====== Data ======

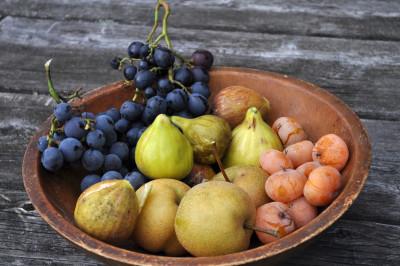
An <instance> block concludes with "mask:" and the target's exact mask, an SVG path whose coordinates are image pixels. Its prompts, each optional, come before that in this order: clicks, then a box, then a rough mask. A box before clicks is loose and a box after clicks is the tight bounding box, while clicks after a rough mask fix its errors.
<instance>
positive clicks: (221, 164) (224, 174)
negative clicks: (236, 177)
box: [211, 141, 231, 183]
mask: <svg viewBox="0 0 400 266" xmlns="http://www.w3.org/2000/svg"><path fill="white" fill-rule="evenodd" d="M211 146H212V148H213V152H214V156H215V159H217V163H218V166H219V169H220V170H221V173H222V175H223V176H224V178H225V181H226V182H229V183H231V181H230V180H229V178H228V176H227V175H226V173H225V170H224V167H223V166H222V163H221V160H220V158H219V155H218V151H217V144H216V143H215V141H213V142H211Z"/></svg>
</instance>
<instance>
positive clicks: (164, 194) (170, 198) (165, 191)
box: [133, 179, 190, 256]
mask: <svg viewBox="0 0 400 266" xmlns="http://www.w3.org/2000/svg"><path fill="white" fill-rule="evenodd" d="M148 184H151V190H150V193H149V194H148V195H147V199H146V202H145V204H144V205H143V207H142V209H141V212H140V215H139V217H138V219H137V223H136V227H135V230H134V232H133V239H134V241H135V242H136V243H137V244H138V245H139V246H141V247H142V248H143V249H145V250H146V251H149V252H153V253H156V252H164V253H165V254H167V255H169V256H180V255H183V254H185V253H186V250H185V249H184V248H183V247H182V245H181V244H180V243H179V241H178V239H177V237H176V234H175V228H174V222H175V215H176V211H177V209H178V205H179V203H180V201H181V199H182V198H183V196H184V195H185V193H186V192H187V191H188V190H189V189H190V187H189V186H188V185H186V184H185V183H183V182H182V181H179V180H175V179H156V180H152V181H150V182H149V183H148ZM143 189H145V187H144V186H142V187H141V188H139V190H138V192H137V193H138V194H139V195H140V194H141V193H142V190H143Z"/></svg>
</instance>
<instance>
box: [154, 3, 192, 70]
mask: <svg viewBox="0 0 400 266" xmlns="http://www.w3.org/2000/svg"><path fill="white" fill-rule="evenodd" d="M161 6H162V7H163V8H164V9H165V14H164V17H163V24H162V32H161V34H160V35H159V36H158V37H157V39H156V40H155V41H154V42H153V41H152V37H153V34H154V33H155V31H156V29H157V27H158V14H159V9H160V7H161ZM169 14H170V8H169V4H168V3H167V2H165V1H163V0H159V1H158V3H157V5H156V8H155V16H154V26H153V28H152V30H151V32H150V34H149V36H148V37H147V44H149V43H151V44H152V45H151V53H152V51H153V48H154V47H155V46H156V45H157V43H158V42H159V41H160V40H161V39H163V38H164V40H165V43H166V44H167V47H168V49H170V50H171V51H172V52H173V53H174V55H175V56H176V57H177V58H179V59H180V60H181V61H182V64H183V63H185V62H186V60H185V58H184V57H183V56H181V55H179V54H178V53H176V52H174V50H173V49H172V45H171V41H170V39H169V35H168V26H167V25H168V24H167V23H168V16H169Z"/></svg>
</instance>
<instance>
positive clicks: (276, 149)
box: [222, 107, 283, 168]
mask: <svg viewBox="0 0 400 266" xmlns="http://www.w3.org/2000/svg"><path fill="white" fill-rule="evenodd" d="M268 149H275V150H279V151H282V150H283V146H282V142H281V140H280V139H279V137H278V135H277V134H276V133H275V131H274V130H272V128H271V127H270V126H269V125H268V124H267V123H265V122H264V120H263V119H262V117H261V114H260V112H259V111H258V110H257V108H255V107H251V108H249V109H248V110H247V113H246V117H245V119H244V120H243V122H242V123H241V124H240V125H238V126H237V127H235V129H234V130H233V131H232V141H231V144H230V145H229V147H228V150H227V151H226V154H225V156H224V157H223V158H222V165H223V166H224V168H228V167H231V166H233V165H239V164H248V165H256V166H259V157H260V155H261V153H262V152H264V151H265V150H268Z"/></svg>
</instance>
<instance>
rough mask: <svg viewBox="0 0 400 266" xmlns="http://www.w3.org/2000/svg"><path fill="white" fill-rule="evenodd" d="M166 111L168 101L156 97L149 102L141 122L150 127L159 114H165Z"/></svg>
mask: <svg viewBox="0 0 400 266" xmlns="http://www.w3.org/2000/svg"><path fill="white" fill-rule="evenodd" d="M166 111H167V101H166V100H165V99H164V98H162V97H160V96H154V97H152V98H150V99H149V100H148V101H147V105H146V108H145V109H144V110H143V112H142V116H141V117H140V120H141V121H142V122H143V123H144V124H145V125H150V124H151V123H153V121H154V119H156V117H157V116H158V115H159V114H164V113H165V112H166Z"/></svg>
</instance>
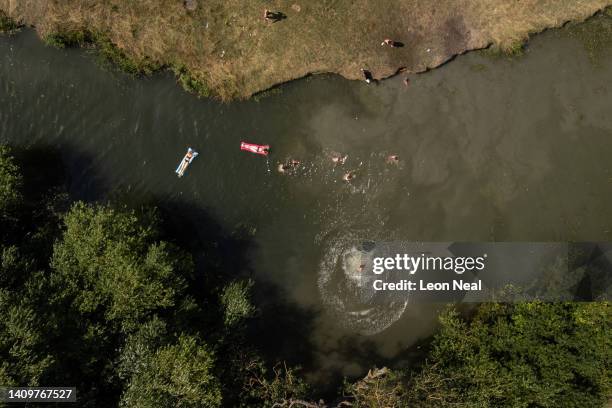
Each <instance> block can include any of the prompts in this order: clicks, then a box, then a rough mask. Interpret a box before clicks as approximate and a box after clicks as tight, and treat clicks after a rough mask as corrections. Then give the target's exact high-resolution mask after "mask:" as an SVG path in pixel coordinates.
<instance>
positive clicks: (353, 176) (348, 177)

======

What you are asked to do:
Find every line in the records that contains the word "coordinates"; copy those lines.

Response to this exercise:
An <instance> block concludes with "mask:" and the target's exact mask, an SVG path whose coordinates are image pixels. Its prompts, each optional, come before that in this order: clicks, then a box, then a rough mask. A box before clicks is loose and a box after clicks is the tight bounding box, while clicks after a rough mask fix its errors.
Each <instance> block can include any of the prompts in this order: clicks, then a box, then a rough mask. Interpret a box before clicks as approximate and a box after clicks as tight, and treat clicks after a rough mask as corrections. Then give the target's exact high-resolution mask after "mask:" as an SVG path in pixel coordinates.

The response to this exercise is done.